*** Opening Record set ***

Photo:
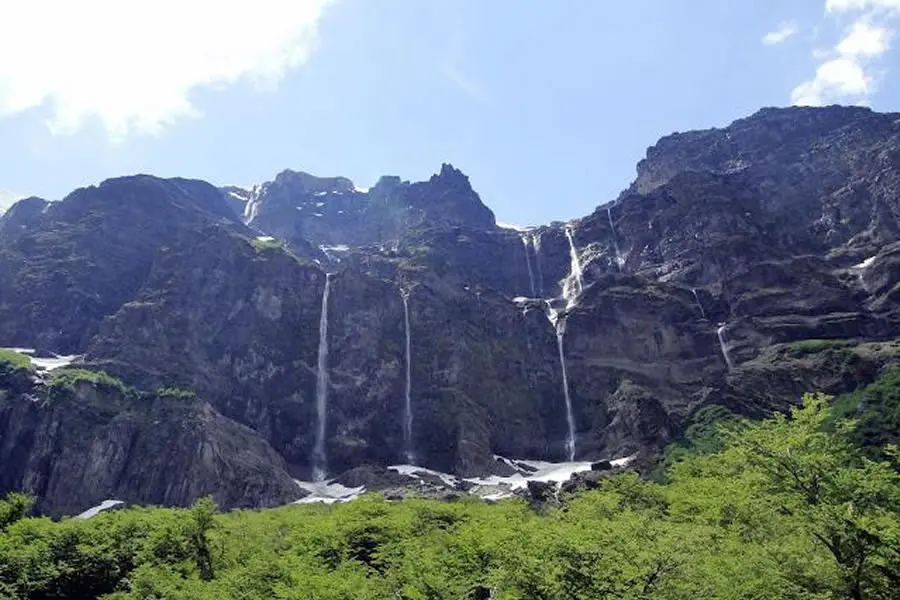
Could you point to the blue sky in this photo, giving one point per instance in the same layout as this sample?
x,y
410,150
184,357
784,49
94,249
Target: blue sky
x,y
547,106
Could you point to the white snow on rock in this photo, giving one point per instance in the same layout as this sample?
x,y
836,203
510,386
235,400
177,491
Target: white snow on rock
x,y
417,472
49,364
46,363
519,228
327,492
866,263
496,487
96,510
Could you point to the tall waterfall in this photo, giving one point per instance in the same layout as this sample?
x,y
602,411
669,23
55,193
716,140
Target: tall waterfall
x,y
699,304
536,244
559,323
720,332
407,422
320,457
620,261
573,285
525,240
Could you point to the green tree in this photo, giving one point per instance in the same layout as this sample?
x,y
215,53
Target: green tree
x,y
203,514
14,507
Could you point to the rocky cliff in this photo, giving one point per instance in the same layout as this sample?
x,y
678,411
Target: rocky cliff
x,y
743,266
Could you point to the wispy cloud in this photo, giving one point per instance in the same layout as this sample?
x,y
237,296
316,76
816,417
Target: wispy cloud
x,y
7,199
455,73
465,84
133,65
845,74
784,31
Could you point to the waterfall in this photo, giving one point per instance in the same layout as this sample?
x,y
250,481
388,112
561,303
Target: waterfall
x,y
320,458
720,332
573,285
699,304
559,323
619,260
407,423
536,244
525,238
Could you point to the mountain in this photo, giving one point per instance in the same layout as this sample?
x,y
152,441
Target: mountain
x,y
744,266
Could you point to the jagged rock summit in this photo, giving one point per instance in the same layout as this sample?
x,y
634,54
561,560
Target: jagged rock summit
x,y
742,267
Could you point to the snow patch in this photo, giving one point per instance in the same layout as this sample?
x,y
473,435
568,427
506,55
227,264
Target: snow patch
x,y
96,510
866,263
416,471
56,362
519,228
327,492
47,363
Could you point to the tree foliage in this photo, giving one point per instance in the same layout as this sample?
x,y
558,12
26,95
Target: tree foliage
x,y
789,508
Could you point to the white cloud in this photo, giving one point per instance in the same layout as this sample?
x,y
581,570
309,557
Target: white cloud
x,y
836,80
845,75
861,5
784,31
864,40
133,65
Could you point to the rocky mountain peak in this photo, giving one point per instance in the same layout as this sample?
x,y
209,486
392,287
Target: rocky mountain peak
x,y
304,183
746,265
21,215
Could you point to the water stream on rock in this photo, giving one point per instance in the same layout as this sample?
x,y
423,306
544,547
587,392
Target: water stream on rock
x,y
720,332
525,239
573,285
407,422
620,261
536,244
559,323
699,304
320,458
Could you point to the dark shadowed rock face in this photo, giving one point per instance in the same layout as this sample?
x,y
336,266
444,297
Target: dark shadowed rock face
x,y
768,241
82,258
75,446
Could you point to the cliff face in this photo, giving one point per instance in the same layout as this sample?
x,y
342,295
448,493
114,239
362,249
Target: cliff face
x,y
75,445
746,245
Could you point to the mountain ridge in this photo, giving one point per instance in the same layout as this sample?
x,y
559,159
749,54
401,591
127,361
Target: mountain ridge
x,y
673,297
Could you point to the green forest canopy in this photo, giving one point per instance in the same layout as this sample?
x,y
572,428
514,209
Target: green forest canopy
x,y
800,506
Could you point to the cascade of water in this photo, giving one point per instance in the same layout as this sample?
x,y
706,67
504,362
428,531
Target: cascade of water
x,y
320,458
573,285
407,428
559,323
536,244
720,332
525,239
620,261
699,304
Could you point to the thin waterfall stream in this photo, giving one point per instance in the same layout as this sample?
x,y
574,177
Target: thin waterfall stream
x,y
720,333
320,456
407,421
559,323
525,239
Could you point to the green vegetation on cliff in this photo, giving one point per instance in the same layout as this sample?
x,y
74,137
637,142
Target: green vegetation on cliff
x,y
787,508
13,361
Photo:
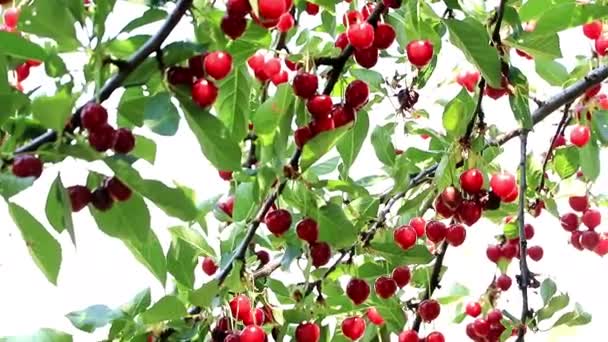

*** Closing Record set ***

To do:
All records above must be output exactly as they stand, excluding pictures.

Answer for the task:
Photo:
Could you point to the blue sky in this photo, giving one point per instance in the same layout as this sample?
x,y
410,150
184,357
784,49
94,249
Target: blue sky
x,y
547,106
Could you point to the white snow on rock in this photo, giving one point per instance in the same layout as this sample?
x,y
836,203
510,386
235,400
177,491
Target: white snow on rock
x,y
417,472
49,364
46,363
519,228
327,492
866,263
496,487
96,510
Could you point to the tall waterfall in this photo, giving one point per instance in the same layout as this sample?
x,y
602,411
669,23
55,193
716,140
Target: tall waterfall
x,y
699,304
536,244
559,323
720,332
407,422
320,457
620,261
573,285
525,240
Could you point to the green tree in this photo, giving one point per instance in the same layout as this sample?
x,y
215,53
Target: green tree
x,y
203,514
14,507
Could you point to the rocky cliff in this photo, giving one point per instance in the same layout as this sample?
x,y
678,411
Target: rocky cliff
x,y
743,266
Could you point to the wispy cloud in this photo, giving one point per instance in the same layout as this sample?
x,y
237,296
316,76
816,417
Target: wispy cloud
x,y
7,199
455,73
465,84
133,65
845,74
784,31
Could you point to the waterfall in this photo, giving one point per instance in the same layout as this sample?
x,y
250,481
388,112
561,303
Target: waterfall
x,y
320,458
720,332
573,285
699,304
559,323
619,260
407,423
536,244
525,238
Could you point to the mountain in this photo, giving one point per instance in the same layout as this sample?
x,y
152,441
Target: mountain
x,y
744,266
Could you point to the jagged rock summit in this photo, giving one point per instance in the same layout as this sample?
x,y
634,54
561,560
Target: jagged rock summit
x,y
742,267
Could you point to the snow patch in this photo, giving one point per instance in the same layout as this sample?
x,y
473,435
568,427
506,55
227,264
Target: snow patch
x,y
96,510
866,263
416,471
56,362
519,228
327,492
47,363
Could you point to the tree foliage in this photo, giving one point per instance in the same layout as this sample?
x,y
558,12
26,95
Target: tree foliage
x,y
789,508
Could you point to the white cloud in this photo, giving one point per instance in the same layout as this sample?
x,y
581,570
309,557
Target: white cloud
x,y
836,80
845,75
861,5
784,31
864,40
133,65
Could you point to the rocky mountain peak in this photo, giving one point per instance in the same layout as this sample?
x,y
209,486
392,287
Target: rocky mountain peak
x,y
304,183
746,265
21,215
Could you point to the water stream on rock in this photo, giving one point per instance in the same layout as this sample?
x,y
423,306
544,547
587,392
Target: water stream on rock
x,y
720,332
525,239
573,285
407,422
620,261
536,244
559,323
699,304
320,458
Could you point to the dark shadowed rock face in this photo, giving one point per instance in the same layout as this sample?
x,y
336,266
444,297
Target: dark shadowed rock face
x,y
768,241
82,258
75,446
Could you point to the cliff face in this photo, giving one point per instance in the same layout as this sample?
x,y
342,295
448,493
114,239
362,249
Target: cliff face
x,y
75,445
746,245
Could you point to the mountain ridge in this photo, giving one point per instance in the same layout as this sample?
x,y
559,159
749,54
401,591
127,361
Target: mountain ridge
x,y
673,297
Could you point to the green forest canopy in this photo, giving one point per instance in the same layout as this sample?
x,y
572,428
514,209
Target: green forest canopy
x,y
800,506
Could you point to the cascade of water in this photo, giving one point per instance in the same layout as this sample?
x,y
706,67
504,362
428,531
Target: cascade of water
x,y
320,458
573,285
407,428
559,323
536,244
720,332
525,239
620,261
699,304
Could you point to the thin waterfall stream in this photo, giving one point per instance in the same layout as this sample?
x,y
574,177
Target: thin waterfall stream
x,y
720,333
320,456
407,421
559,323
525,239
Could you point to the green vegetation on cliff in this photo, giving one point per instance in the same layout as this sample?
x,y
74,137
637,142
Target: green vegetation on cliff
x,y
787,508
13,361
Photo:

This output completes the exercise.